• [What needs to be done] Update the records below so that every occurrence of "photo above" reads "image above" and all other wording remains unchanged. Omit the pictures from your answer.

#### Data for processing ####

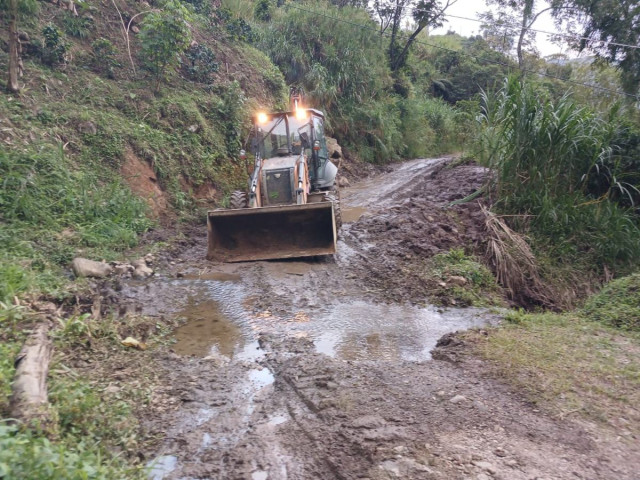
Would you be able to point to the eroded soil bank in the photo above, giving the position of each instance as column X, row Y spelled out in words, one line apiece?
column 328, row 368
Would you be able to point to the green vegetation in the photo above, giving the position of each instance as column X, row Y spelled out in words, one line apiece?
column 617, row 304
column 164, row 36
column 568, row 364
column 560, row 170
column 342, row 71
column 90, row 432
column 49, row 211
column 462, row 280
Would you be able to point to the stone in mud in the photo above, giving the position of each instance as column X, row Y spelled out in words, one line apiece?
column 488, row 467
column 83, row 267
column 343, row 182
column 458, row 399
column 122, row 268
column 141, row 271
column 369, row 421
column 457, row 280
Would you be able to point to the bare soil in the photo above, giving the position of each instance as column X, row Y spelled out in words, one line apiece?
column 321, row 369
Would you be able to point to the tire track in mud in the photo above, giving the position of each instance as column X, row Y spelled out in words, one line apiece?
column 277, row 408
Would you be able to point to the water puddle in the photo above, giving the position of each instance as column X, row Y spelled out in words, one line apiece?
column 161, row 467
column 207, row 331
column 277, row 420
column 217, row 321
column 353, row 214
column 368, row 331
column 213, row 276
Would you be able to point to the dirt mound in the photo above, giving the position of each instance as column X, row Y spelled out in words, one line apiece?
column 400, row 239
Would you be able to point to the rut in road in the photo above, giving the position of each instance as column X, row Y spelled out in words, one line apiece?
column 322, row 369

####

• [Task result]
Would you be able to point to the eroded soil bank in the image above, giving the position of each instance as column X, row Y spelled out in words, one line apiece?
column 328, row 368
Would you be able to point to the green vegetation in the image above, giving the position of each instance as column X, row Y spelled out in words, one line apiece?
column 617, row 304
column 164, row 36
column 568, row 364
column 560, row 170
column 342, row 71
column 90, row 432
column 49, row 211
column 462, row 280
Would you be able to point to the stone in mud in the image above, giving the position of each instance as column X, row Y spelled out in words, one line apiece?
column 488, row 467
column 83, row 267
column 343, row 182
column 458, row 399
column 122, row 268
column 141, row 271
column 369, row 421
column 457, row 280
Would you be able to point to the bare soil in the image above, giving the position of each instance as column X, row Y spelled out in words, one line apiece?
column 321, row 369
Would you be able to point to the tire track in mud in the image above, giving the position of each instance as column X, row Y spelled out in words, one line apiece?
column 277, row 408
Would you be able to point to the water puddle in the image above, giving the position of each instance as column X, row Y spelled out in words, one line apiece?
column 161, row 467
column 207, row 331
column 277, row 420
column 217, row 321
column 353, row 214
column 368, row 331
column 213, row 276
Would you be able to point to the dirt mound in the image above, giving the position of each instance as column X, row Y spelled out in words, one line apiece?
column 400, row 239
Would you be able to point to the rut in road in the image above, giving the position of each instance as column X, row Y spelled out in words, one line apiece?
column 322, row 369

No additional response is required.